GIVEN PROBLEM A: Copy the passage of the best-films list from "7: VICE (USA)." to "with a vengeance." word for word.
GIVEN PROBLEM B: In the best-films list, who directed Green Book?

SELECTED TEXT:

[START]

The year that just ended was prolific regarding good productions, choosing the best movies is then a hard job for a critic. However, here is my personal selection of the ten best for 2018 plus some that were very close to making to the list too. This inventory only includes films commercially released in Montreal. In ascending order, the ten best are:

10: BOHEMIAN RHAPSODY (USA). Directed by Bryan Singer. A brilliant biopic of Queen’s Fred Mercury, featuring a solid performance by Rami Malek. Great music too!

9: A FANTASTIC WOMAN (Chile). Directed by Sebastian Lelio. Winner of the Oscar for Best Foreign Film, this movie presents an emotionally-charged view of the life of a transgender woman and her struggle for love and dignity in a sexist society.

8: EYE ON JULIET (Canada). Directed by Kim Nguyen. An original story where love and technology cross paths.

7: VICE (USA). Directed by Adam McKay. Dick Cheney: the power behind the throne during George W. Bush. An intense and at times ironic look at the backrooms of American politics.

6: WIDOWS (USA). Directed by Steve McQueen III. In the absence of the male members of the gang, their widows take their place, with a vengeance.

5: THE WIFE (USA). Directed by Bjorn Runge. A Nobel Prize winner for Literature who is found to have some unexpected secrets.

4: GREEN BOOK (USA). Directed by Peter Farrelly. A black pianist in New York, hires an Italian-American driver for a tour of the Deep South. Despite their differences, the two would find common ground.

3: ISLE OF DOGS (USA). Directed by Wes Anderson. A great animation movie set in a dystopic Japan of the future: the film has Anderson’s surreal touch, but it is also an ironic and critical view of abusive authority.

[END]

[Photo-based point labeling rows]
[START]

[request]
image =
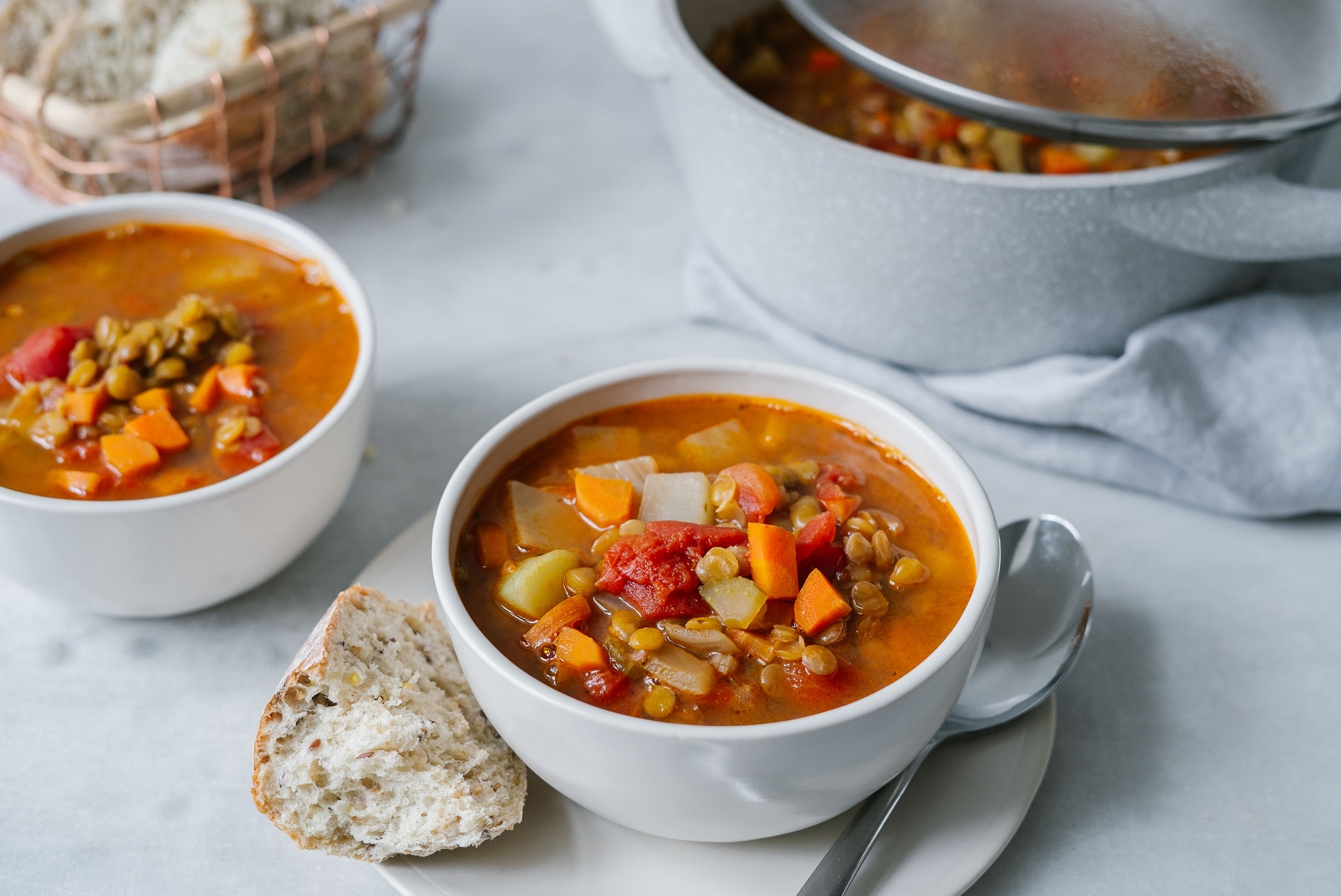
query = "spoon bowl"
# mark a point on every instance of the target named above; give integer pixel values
(1038, 627)
(1043, 615)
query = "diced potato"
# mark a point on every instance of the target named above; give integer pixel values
(680, 670)
(542, 521)
(635, 470)
(537, 585)
(737, 601)
(718, 447)
(222, 273)
(680, 497)
(600, 443)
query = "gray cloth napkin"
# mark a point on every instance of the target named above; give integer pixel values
(1233, 407)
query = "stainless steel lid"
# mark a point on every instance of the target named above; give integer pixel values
(1125, 73)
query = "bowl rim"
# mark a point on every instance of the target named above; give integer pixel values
(466, 631)
(239, 215)
(778, 121)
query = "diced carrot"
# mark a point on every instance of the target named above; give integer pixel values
(77, 482)
(580, 651)
(160, 430)
(129, 455)
(757, 647)
(562, 490)
(822, 61)
(206, 396)
(152, 400)
(843, 507)
(491, 545)
(821, 530)
(1058, 160)
(819, 606)
(562, 615)
(84, 405)
(773, 561)
(605, 502)
(605, 685)
(757, 493)
(237, 380)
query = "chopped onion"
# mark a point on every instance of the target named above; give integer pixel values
(679, 497)
(700, 643)
(679, 670)
(635, 470)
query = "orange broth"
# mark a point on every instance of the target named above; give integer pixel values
(301, 349)
(876, 650)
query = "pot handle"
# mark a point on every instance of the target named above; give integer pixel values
(1260, 218)
(635, 28)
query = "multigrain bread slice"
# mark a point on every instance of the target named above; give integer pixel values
(374, 745)
(211, 35)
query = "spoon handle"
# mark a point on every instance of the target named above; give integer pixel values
(837, 869)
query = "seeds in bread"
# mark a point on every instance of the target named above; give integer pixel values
(374, 745)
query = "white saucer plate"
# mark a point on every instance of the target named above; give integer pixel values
(955, 820)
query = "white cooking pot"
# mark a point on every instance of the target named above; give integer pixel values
(950, 269)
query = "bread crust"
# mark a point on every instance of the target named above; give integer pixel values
(310, 670)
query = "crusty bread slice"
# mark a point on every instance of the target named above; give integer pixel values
(211, 35)
(374, 745)
(110, 54)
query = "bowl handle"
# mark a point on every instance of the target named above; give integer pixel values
(635, 28)
(1260, 218)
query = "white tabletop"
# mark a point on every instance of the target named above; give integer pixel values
(530, 231)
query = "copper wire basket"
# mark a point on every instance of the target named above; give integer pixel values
(275, 129)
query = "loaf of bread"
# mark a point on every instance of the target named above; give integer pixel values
(374, 745)
(108, 50)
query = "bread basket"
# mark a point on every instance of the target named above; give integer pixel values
(278, 128)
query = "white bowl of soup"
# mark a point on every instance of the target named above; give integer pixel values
(715, 600)
(185, 387)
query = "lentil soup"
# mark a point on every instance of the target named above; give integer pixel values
(714, 560)
(773, 58)
(152, 360)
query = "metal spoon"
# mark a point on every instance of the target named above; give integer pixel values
(1043, 613)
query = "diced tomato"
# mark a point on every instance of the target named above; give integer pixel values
(829, 489)
(247, 452)
(828, 559)
(757, 493)
(948, 127)
(81, 450)
(605, 685)
(839, 475)
(821, 530)
(656, 571)
(43, 355)
(822, 61)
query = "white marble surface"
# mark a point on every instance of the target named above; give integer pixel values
(531, 231)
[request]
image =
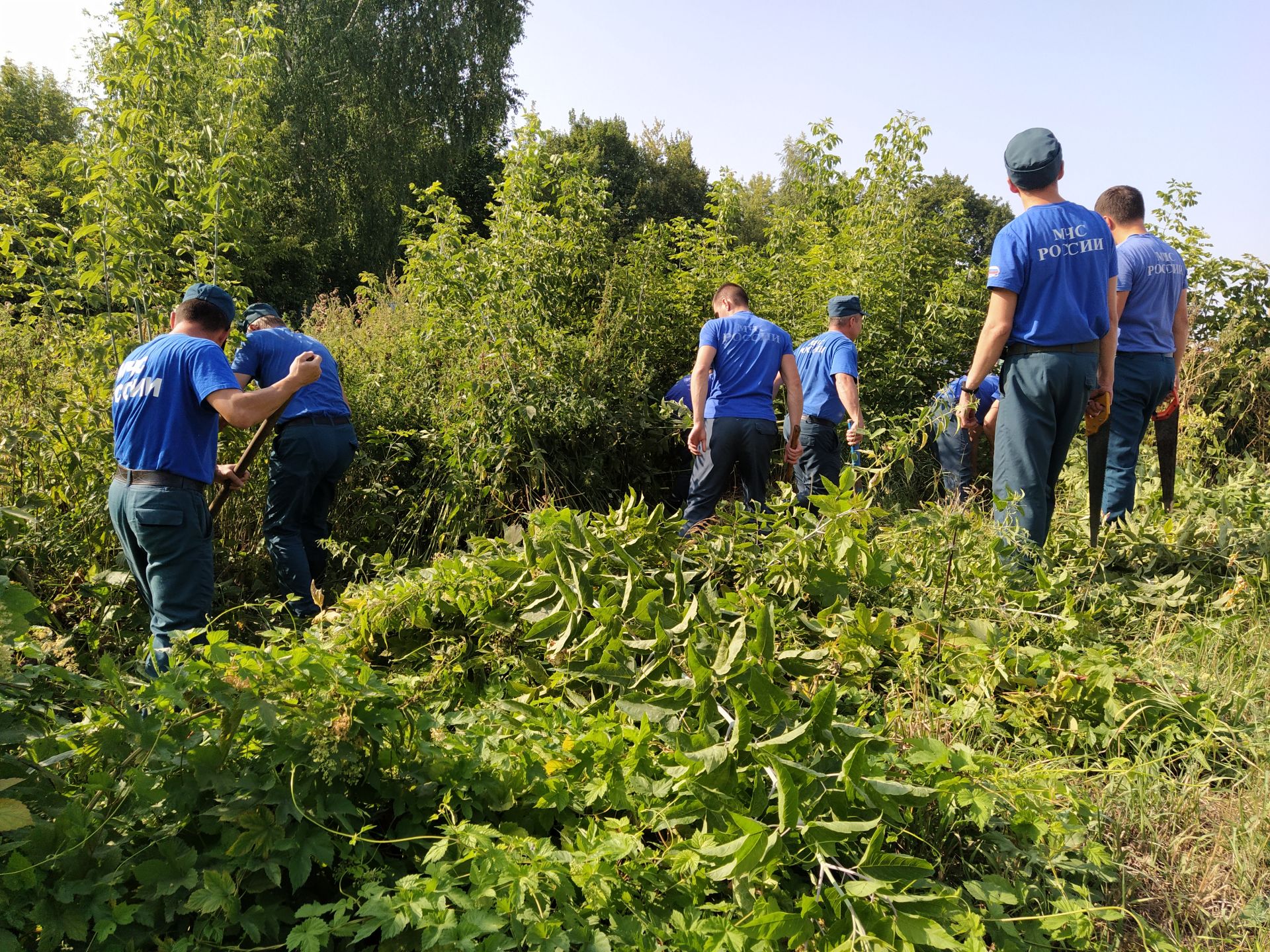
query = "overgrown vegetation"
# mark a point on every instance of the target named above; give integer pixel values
(536, 719)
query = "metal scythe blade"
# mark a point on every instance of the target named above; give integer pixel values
(1166, 447)
(1096, 437)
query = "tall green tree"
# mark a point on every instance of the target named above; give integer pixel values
(365, 99)
(651, 178)
(977, 216)
(37, 130)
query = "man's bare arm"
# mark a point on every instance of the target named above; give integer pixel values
(1107, 346)
(1181, 333)
(700, 390)
(992, 340)
(849, 394)
(243, 411)
(794, 404)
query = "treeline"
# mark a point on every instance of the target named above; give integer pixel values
(509, 334)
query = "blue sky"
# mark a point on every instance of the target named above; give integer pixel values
(1137, 92)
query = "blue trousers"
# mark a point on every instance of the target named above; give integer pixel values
(1043, 400)
(954, 451)
(167, 539)
(1142, 383)
(305, 463)
(730, 442)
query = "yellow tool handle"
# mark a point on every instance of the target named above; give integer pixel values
(1093, 422)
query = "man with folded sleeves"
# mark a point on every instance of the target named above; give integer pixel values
(169, 399)
(733, 420)
(312, 451)
(828, 367)
(1154, 328)
(1053, 278)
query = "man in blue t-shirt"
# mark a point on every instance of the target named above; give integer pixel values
(829, 370)
(1151, 292)
(1052, 277)
(955, 444)
(314, 447)
(733, 420)
(169, 399)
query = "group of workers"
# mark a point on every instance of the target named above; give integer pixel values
(1085, 306)
(1081, 302)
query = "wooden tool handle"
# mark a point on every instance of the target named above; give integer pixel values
(1169, 408)
(253, 448)
(1094, 420)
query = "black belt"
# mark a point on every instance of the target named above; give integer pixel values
(316, 420)
(1090, 347)
(157, 477)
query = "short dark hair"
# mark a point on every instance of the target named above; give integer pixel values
(1122, 205)
(736, 294)
(202, 314)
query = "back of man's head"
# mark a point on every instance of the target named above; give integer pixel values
(1122, 205)
(732, 294)
(202, 314)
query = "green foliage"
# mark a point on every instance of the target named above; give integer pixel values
(33, 110)
(362, 100)
(653, 178)
(596, 735)
(1227, 372)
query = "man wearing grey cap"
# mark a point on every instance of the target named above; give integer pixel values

[END]

WORKED SOLUTION A:
7: VICE (USA). Directed by Adam McKay. Dick Cheney: the power behind the throne during George W. Bush. An intense and at times ironic look at the backrooms of American politics.

6: WIDOWS (USA). Directed by Steve McQueen III. In the absence of the male members of the gang, their widows take their place, with a vengeance.

WORKED SOLUTION B: Peter Farrelly